:: Record set ::
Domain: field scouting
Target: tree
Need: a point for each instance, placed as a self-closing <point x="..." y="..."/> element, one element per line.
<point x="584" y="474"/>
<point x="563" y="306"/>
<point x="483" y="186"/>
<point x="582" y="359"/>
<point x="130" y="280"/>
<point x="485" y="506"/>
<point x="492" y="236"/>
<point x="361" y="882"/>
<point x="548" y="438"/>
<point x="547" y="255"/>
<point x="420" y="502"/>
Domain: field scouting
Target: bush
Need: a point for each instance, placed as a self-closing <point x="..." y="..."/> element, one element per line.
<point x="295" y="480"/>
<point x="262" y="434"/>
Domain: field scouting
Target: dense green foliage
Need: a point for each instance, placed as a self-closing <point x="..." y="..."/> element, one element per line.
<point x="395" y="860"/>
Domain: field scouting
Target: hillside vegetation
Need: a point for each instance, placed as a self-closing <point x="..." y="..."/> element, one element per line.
:::
Written exercise:
Please copy the whole listing above line for line, without changing anything.

Exercise response:
Domain: field scouting
Target: tree
Need: a point for each instance, placed as a self-closing <point x="..." y="..."/> element, one element per line.
<point x="584" y="474"/>
<point x="563" y="306"/>
<point x="483" y="186"/>
<point x="582" y="359"/>
<point x="130" y="280"/>
<point x="485" y="506"/>
<point x="492" y="236"/>
<point x="361" y="882"/>
<point x="548" y="438"/>
<point x="547" y="255"/>
<point x="420" y="502"/>
Domain: field scouting
Target: bush
Need: a point for each instance, placed as a self-closing <point x="..." y="..."/> element, one element per line.
<point x="295" y="480"/>
<point x="262" y="434"/>
Domain: field scouting
Target: dense green foliage
Need: a point for each instance, placed as a self-closing <point x="..." y="..."/> element, one element per line.
<point x="395" y="860"/>
Domain: field scouting
Target: hillside vegetation
Need: a point for each instance, placed as a self-closing <point x="..." y="..."/> element, one element per line.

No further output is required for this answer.